Your goal:
Copy out all the records, word for word.

──────────

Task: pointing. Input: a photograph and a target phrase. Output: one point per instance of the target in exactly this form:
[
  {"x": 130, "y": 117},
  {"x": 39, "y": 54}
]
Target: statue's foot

──────────

Answer to this problem:
Task: pointing. Input: a photograph and a target phrase. Output: one point per instance of the target in exactly this form:
[
  {"x": 130, "y": 117},
  {"x": 39, "y": 54}
]
Target: statue's foot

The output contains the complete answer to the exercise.